Bernd Fabritius löst Erika Steinbach ab: Spätaussiedler soll neuer Vertriebenen-Chef werden

Die bisherige Vertriebenen-Chefin galt vielen als Revanchistin. Ihr Nachfolger gilt als "100-prozentiger Europäer". Das wird nicht nur das Verhältnis zu Polen entkrampfen.

Wer an den Bund der Vertriebenen (BdV) denkt, der denkt an Erika Steinbach. 16 Jahre lang stand die große Blonde als Präsidentin an dessen Spitze. Und als stramme Konservative hat sie – dort und in der CDU – polarisiert wie kaum eine andere. Stimmte gegen die Oder-Neiße-Grenze, wollte den EU-Beitritt Polens und Tschechiens verhindern und sah sich immer wieder dem Vorwurf ausgesetzt, die NS-Verbrechen zu relativieren. Bei einer Umfrage vor fünf Jahren gab es nur eine Person, die den Polen mehr Angst einjagte als die deutsche Vertriebenen-Chefin: Wladimir Putin.

******************************

◆ AUFGABEN:
A – Entnimm dem Text über den Bund der Vertriebenen den Abschnitt zwischen "Bernd Fabritius löst" und "zu Polen entkrampfen.", beide eingeschlossen.
B – Nenne alle Personen, die im Text über den Bund der Vertriebenen namentlich erwähnt werden.
C – Führe den Text über den Bund der Vertriebenen im Anschluss an seinen letzten Satz weiter.
Die Datensätze stammen aus einer anderen Quelle.

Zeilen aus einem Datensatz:
******************************

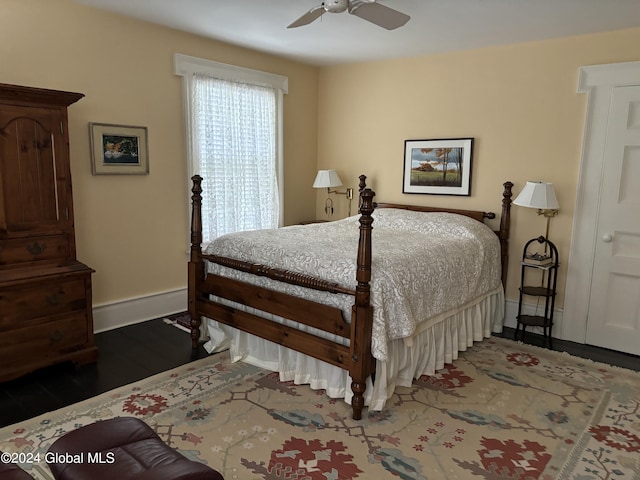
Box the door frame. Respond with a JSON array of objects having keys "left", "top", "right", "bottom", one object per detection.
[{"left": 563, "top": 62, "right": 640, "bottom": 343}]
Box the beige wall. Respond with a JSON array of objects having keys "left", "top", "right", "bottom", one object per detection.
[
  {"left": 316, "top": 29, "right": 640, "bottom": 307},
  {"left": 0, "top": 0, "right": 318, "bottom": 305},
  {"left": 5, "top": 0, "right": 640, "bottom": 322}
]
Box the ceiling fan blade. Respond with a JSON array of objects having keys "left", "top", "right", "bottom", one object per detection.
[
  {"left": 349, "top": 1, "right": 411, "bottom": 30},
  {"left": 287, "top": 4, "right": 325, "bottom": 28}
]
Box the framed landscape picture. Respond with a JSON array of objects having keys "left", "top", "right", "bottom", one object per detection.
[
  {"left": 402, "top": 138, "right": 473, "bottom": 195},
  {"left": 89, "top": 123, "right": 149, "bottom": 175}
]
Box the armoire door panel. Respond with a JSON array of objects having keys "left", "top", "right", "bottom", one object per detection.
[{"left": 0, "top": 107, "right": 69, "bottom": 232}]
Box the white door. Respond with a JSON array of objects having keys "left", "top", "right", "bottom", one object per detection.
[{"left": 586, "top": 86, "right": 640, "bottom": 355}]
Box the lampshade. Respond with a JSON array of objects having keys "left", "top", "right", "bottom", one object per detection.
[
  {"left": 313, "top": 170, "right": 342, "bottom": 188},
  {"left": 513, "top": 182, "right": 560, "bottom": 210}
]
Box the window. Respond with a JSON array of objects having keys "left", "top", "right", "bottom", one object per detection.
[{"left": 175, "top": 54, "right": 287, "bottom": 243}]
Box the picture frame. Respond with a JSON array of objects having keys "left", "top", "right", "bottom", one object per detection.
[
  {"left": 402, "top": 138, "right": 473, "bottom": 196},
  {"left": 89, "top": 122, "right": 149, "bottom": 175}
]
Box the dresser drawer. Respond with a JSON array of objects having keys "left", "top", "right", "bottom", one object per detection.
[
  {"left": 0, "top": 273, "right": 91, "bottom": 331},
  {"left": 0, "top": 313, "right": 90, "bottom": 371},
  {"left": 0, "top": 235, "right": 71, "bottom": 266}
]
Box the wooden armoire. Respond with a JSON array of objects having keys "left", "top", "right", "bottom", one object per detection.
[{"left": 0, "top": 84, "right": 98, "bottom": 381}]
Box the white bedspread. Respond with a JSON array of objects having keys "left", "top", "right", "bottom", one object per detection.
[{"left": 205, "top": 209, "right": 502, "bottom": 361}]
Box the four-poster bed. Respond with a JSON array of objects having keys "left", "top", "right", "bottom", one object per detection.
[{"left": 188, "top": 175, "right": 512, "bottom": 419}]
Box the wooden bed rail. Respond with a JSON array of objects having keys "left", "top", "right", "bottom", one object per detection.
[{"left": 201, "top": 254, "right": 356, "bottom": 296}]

******************************

◆ LÖSUNGEN:
A –
Bernd Fabritius löst Erika Steinbach ab: Spätaussiedler soll neuer Vertriebenen-Chef werden

Die bisherige Vertriebenen-Chefin galt vielen als Revanchistin. Ihr Nachfolger gilt als "100-prozentiger Europäer". Das wird nicht nur das Verhältnis zu Polen entkrampfen.

B – Bernd Fabritius, Erika Steinbach, Wladimir Putin

C –
Tatsächlich pflegte Steinbach ihren Ruf als Revanchistin. Nachdem sie beispielsweise die NSDAP per Twitter als linke Partei bezeichnet hatte, freute sich geradezu über die heftigen Reaktionen. Doch die BdV-Präsidentin hatte ein Handicap: Sie war keine „echte“ Vertriebene. Dass sie 1943 im „Reichsgau Danzig Westpreußen“ geboren ist, wo sie 18 Monate später wieder fortmusste, liegt daran, dass ihre Eltern mit der deutschen Besatzungsmacht ins Land gekommen waren. Wirklich heimisch waren sie dort nicht.

In Rumänien aufgewachsen

Ihrem Nachfolger in spe werden sie seine Herkunft sicher nicht vorwerfen. Bernd Fabritius, der im November die dann 71-jährige BdV-Präsidentin beerben soll, gehört als Spätaussiedler zur so genannten „Erlebnis-Generation“. Er ist in Rumänien aufgewachsen, hat noch das Ceausescu-Regime erlebt und kam erst als 18-Jähriger nach Bayern. 2013 zog der Münchner Rechtsanwalt für die CSU in den Bundestag ein – und seither haben dort auch die mehr als drei Millionen Russland- und Rumäniendeutschen einen Interessensvertreter.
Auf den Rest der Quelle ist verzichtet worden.